> _Exercise details_
Nothing but a number is needed: the count of lines below that include "house".

[Entries shown — start]

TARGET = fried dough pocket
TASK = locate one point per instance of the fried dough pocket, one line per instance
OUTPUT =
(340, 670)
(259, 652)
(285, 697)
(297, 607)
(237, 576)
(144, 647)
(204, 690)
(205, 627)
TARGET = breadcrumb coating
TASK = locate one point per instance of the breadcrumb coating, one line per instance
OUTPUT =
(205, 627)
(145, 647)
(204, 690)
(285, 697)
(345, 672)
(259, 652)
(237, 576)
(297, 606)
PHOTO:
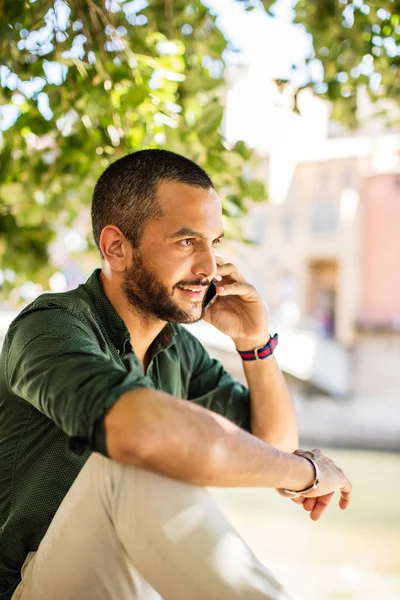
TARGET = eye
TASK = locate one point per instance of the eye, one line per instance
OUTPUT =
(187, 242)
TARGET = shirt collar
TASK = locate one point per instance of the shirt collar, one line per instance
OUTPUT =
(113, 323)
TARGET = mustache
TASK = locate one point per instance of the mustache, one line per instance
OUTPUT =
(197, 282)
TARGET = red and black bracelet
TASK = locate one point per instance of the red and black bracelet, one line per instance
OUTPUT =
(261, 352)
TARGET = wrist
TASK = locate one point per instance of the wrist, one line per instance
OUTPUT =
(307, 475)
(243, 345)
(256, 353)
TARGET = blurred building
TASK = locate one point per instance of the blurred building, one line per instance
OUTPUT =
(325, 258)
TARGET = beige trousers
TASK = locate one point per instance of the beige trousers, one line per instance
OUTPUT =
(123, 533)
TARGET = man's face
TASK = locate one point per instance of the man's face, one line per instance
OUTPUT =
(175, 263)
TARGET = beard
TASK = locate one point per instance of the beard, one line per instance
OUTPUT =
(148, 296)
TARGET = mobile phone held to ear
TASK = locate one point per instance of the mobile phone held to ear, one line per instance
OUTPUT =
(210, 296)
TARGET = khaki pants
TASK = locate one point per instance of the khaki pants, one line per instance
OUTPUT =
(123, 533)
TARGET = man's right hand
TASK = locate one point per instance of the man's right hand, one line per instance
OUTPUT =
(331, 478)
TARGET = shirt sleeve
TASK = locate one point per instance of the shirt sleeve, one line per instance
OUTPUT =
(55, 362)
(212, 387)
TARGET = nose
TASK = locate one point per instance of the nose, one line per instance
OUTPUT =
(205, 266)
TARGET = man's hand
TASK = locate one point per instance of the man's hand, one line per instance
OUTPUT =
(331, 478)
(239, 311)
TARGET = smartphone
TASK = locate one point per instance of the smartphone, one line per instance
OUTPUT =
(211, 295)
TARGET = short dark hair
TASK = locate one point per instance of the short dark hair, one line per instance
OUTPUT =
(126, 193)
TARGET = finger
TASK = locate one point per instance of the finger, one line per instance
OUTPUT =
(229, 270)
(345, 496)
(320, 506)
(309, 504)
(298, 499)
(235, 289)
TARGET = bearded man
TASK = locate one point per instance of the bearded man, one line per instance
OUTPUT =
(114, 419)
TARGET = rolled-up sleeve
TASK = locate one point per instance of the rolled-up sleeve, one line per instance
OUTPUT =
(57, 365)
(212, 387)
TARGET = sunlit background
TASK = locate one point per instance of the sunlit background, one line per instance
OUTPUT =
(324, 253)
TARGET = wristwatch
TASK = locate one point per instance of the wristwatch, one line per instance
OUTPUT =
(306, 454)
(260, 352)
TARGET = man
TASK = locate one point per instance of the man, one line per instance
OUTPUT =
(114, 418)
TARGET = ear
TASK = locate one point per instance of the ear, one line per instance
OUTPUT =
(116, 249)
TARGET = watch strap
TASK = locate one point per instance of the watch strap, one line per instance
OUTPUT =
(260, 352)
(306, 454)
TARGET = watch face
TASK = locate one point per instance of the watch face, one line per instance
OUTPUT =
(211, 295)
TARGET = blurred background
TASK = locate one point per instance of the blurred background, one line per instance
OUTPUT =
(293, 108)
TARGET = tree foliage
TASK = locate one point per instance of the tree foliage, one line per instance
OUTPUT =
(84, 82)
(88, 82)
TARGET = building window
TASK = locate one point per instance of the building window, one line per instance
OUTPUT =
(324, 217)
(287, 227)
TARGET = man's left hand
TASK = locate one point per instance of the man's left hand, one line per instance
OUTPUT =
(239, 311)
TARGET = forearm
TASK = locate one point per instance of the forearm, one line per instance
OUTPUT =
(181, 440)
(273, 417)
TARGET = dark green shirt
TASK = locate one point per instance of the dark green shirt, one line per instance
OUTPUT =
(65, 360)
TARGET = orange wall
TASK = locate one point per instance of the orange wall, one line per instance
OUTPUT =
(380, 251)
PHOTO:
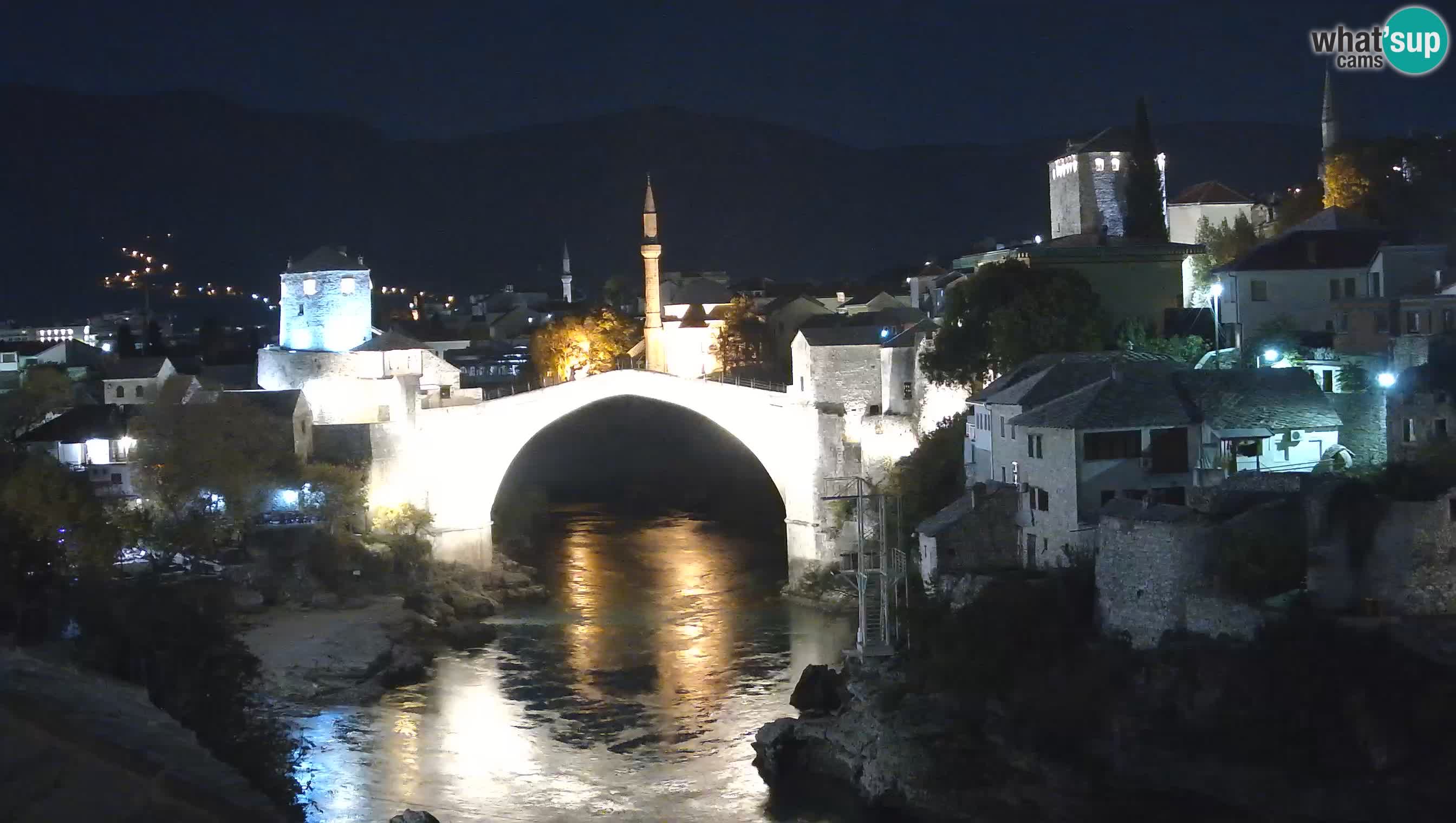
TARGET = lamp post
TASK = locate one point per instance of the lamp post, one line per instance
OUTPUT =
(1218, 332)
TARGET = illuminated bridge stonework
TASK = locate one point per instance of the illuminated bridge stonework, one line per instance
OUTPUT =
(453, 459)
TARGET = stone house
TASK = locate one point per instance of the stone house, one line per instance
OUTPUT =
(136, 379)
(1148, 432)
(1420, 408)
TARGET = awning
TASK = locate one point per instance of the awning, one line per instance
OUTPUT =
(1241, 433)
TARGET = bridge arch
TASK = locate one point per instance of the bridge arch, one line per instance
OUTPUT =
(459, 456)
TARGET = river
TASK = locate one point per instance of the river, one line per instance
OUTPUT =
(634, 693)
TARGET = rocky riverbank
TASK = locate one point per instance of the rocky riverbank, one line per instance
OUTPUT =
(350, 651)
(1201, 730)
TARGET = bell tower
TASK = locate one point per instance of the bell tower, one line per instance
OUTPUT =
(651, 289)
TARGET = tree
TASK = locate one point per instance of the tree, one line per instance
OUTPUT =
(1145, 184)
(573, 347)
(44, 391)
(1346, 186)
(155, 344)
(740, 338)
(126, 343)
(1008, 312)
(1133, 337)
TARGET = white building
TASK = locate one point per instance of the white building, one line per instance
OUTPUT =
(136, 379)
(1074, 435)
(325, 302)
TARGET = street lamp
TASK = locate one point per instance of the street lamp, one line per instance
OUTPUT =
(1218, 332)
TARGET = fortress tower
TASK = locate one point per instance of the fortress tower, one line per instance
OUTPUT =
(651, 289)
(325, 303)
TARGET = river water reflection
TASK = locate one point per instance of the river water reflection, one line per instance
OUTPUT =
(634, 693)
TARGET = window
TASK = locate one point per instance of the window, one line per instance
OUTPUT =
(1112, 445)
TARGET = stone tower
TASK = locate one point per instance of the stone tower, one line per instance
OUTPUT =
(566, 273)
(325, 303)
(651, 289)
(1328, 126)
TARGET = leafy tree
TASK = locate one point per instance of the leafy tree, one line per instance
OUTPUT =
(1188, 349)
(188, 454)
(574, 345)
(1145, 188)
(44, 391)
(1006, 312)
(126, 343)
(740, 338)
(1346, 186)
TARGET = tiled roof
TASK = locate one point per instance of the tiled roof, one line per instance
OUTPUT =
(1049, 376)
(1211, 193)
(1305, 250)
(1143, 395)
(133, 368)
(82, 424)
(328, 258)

[Entries shown — finish]
[Entries shown — start]

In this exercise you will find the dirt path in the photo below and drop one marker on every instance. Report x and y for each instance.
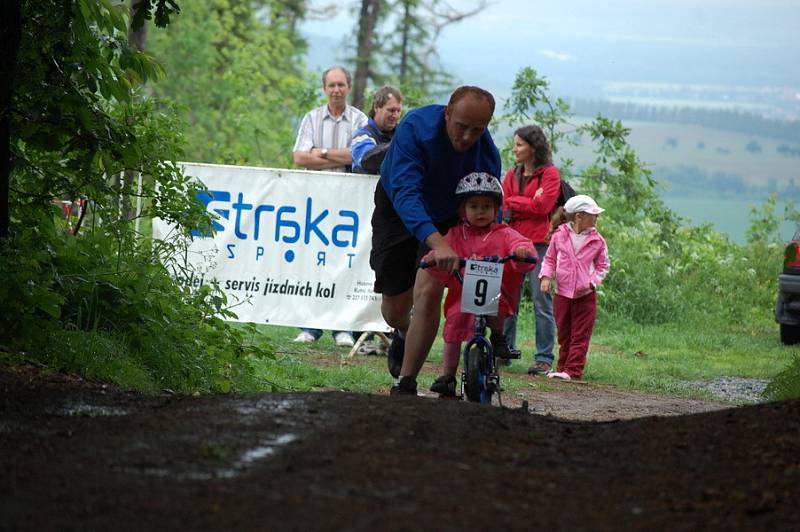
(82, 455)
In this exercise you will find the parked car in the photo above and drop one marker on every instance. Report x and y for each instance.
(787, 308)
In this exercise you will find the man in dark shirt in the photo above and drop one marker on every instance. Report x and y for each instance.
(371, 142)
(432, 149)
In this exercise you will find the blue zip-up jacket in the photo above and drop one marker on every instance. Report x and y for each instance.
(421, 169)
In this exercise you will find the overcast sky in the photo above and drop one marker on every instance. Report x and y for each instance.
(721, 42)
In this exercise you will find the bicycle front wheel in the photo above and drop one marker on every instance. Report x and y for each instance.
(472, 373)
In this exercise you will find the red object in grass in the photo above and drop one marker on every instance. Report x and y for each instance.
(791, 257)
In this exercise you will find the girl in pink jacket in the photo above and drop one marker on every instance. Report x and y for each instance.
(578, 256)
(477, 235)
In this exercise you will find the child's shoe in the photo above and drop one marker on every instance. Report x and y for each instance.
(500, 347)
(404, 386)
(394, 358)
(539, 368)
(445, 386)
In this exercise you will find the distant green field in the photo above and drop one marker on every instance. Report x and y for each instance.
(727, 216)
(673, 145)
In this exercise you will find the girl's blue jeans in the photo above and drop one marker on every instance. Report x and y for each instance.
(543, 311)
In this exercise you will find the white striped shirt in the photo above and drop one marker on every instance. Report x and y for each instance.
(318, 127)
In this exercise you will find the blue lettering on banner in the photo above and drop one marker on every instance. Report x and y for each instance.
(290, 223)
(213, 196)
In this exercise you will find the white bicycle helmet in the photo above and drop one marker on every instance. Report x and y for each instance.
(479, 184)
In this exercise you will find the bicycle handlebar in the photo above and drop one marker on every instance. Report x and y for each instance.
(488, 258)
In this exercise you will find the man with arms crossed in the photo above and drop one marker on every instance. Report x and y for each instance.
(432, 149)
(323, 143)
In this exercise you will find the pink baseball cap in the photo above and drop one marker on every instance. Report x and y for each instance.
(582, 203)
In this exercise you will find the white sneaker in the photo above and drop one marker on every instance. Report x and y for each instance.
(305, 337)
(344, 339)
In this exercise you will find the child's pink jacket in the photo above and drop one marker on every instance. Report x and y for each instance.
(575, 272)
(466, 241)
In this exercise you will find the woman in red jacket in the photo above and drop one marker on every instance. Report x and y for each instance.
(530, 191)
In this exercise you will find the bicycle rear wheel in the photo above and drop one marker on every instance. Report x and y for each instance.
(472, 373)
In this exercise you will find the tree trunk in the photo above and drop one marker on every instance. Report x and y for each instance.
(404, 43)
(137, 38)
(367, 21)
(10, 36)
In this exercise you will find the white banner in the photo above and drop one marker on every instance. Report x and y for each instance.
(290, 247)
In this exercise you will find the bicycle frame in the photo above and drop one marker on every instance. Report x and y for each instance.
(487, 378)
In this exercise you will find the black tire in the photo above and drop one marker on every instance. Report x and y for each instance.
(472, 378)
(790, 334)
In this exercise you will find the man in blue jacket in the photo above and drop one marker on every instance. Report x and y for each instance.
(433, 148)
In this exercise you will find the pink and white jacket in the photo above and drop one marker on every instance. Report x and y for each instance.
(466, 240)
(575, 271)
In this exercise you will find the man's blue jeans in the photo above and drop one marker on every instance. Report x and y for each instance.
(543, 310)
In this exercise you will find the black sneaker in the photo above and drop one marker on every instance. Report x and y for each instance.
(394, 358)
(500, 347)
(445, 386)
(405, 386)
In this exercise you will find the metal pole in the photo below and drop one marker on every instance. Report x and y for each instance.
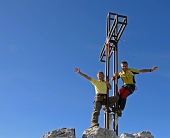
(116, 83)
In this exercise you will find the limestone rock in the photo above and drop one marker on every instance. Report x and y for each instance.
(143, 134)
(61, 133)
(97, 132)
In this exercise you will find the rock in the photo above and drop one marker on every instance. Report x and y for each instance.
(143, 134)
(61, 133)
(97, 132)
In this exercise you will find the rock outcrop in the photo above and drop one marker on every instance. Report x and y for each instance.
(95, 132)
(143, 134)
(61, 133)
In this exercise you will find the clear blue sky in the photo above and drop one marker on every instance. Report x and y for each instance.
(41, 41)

[Entries shown — finish]

> _Exercise solution_
2